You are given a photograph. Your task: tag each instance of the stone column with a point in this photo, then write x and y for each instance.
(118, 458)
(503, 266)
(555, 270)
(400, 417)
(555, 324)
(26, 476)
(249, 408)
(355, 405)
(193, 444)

---

Please give the data above again with "stone column" replaced by "brick pillar" and every other part left unchanged.

You are given a photograph. Your task: tag each instance of the brick pillar with a point in this photo, then write x and y for each instance.
(118, 458)
(503, 266)
(555, 270)
(400, 417)
(555, 324)
(26, 476)
(249, 408)
(355, 405)
(193, 444)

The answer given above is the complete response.